(Contour labeling lines)
◆ ◆ ◆

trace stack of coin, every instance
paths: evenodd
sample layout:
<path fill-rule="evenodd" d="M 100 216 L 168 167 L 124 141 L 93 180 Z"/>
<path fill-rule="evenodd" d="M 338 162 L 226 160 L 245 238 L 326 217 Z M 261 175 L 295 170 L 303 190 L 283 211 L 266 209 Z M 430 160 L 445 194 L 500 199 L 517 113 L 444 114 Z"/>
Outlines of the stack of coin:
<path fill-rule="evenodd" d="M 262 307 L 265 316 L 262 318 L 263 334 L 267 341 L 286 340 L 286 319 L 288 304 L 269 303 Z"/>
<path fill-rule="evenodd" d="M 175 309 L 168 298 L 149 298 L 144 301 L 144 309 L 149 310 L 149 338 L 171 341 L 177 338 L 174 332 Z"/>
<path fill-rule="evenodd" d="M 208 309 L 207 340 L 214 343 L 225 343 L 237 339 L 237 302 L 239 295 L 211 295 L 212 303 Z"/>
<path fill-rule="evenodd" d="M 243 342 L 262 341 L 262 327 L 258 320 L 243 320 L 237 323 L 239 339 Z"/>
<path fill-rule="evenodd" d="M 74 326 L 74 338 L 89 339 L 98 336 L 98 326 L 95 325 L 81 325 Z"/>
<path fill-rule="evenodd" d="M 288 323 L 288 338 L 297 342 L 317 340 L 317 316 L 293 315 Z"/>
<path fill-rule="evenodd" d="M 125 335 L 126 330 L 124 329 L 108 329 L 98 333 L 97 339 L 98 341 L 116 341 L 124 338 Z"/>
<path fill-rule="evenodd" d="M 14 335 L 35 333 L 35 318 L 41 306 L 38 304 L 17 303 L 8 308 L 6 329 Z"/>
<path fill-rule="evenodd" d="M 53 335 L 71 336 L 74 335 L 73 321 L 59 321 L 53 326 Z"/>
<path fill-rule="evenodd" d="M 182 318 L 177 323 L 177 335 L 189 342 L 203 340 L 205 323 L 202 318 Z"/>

◆ ◆ ◆

**TASK TO COMPLETE**
Format these lines as a JSON list of strings, one string per line, skipping any blank lines.

**PROBLEM SOLUTION**
[
  "trace stack of coin, every instance",
  "paths: evenodd",
  "sample layout:",
  "<path fill-rule=\"evenodd\" d=\"M 100 216 L 168 167 L 124 141 L 93 180 Z\"/>",
  "<path fill-rule=\"evenodd\" d=\"M 338 162 L 226 160 L 245 238 L 326 217 Z M 261 175 L 295 170 L 303 190 L 283 211 L 266 209 Z M 430 160 L 445 194 L 500 199 L 517 113 L 444 114 Z\"/>",
  "Outlines of the stack of coin:",
  "<path fill-rule=\"evenodd\" d=\"M 262 307 L 265 316 L 262 318 L 263 334 L 267 341 L 286 340 L 286 319 L 288 304 L 269 303 Z\"/>",
  "<path fill-rule=\"evenodd\" d=\"M 175 309 L 168 298 L 149 298 L 144 301 L 144 309 L 149 310 L 149 338 L 171 341 L 177 338 L 174 332 Z\"/>",
  "<path fill-rule=\"evenodd\" d=\"M 208 309 L 207 340 L 214 343 L 225 343 L 237 339 L 237 302 L 239 295 L 211 295 L 212 303 Z\"/>",
  "<path fill-rule=\"evenodd\" d=\"M 243 342 L 262 341 L 262 327 L 258 320 L 243 320 L 237 323 L 239 339 Z\"/>",
  "<path fill-rule=\"evenodd\" d=\"M 74 326 L 74 338 L 89 339 L 98 336 L 98 326 L 95 325 L 81 325 Z\"/>",
  "<path fill-rule=\"evenodd\" d=\"M 288 323 L 288 338 L 297 342 L 317 340 L 317 316 L 293 315 Z\"/>",
  "<path fill-rule=\"evenodd\" d=\"M 125 335 L 126 330 L 124 329 L 108 329 L 98 333 L 97 339 L 98 341 L 116 341 L 124 338 Z\"/>",
  "<path fill-rule=\"evenodd\" d=\"M 14 335 L 35 333 L 35 318 L 41 306 L 38 304 L 17 303 L 8 308 L 6 329 Z\"/>",
  "<path fill-rule=\"evenodd\" d=\"M 53 335 L 71 336 L 74 335 L 73 321 L 59 321 L 53 326 Z\"/>",
  "<path fill-rule=\"evenodd\" d=\"M 182 318 L 177 323 L 177 335 L 189 342 L 203 340 L 205 323 L 202 318 Z\"/>"
]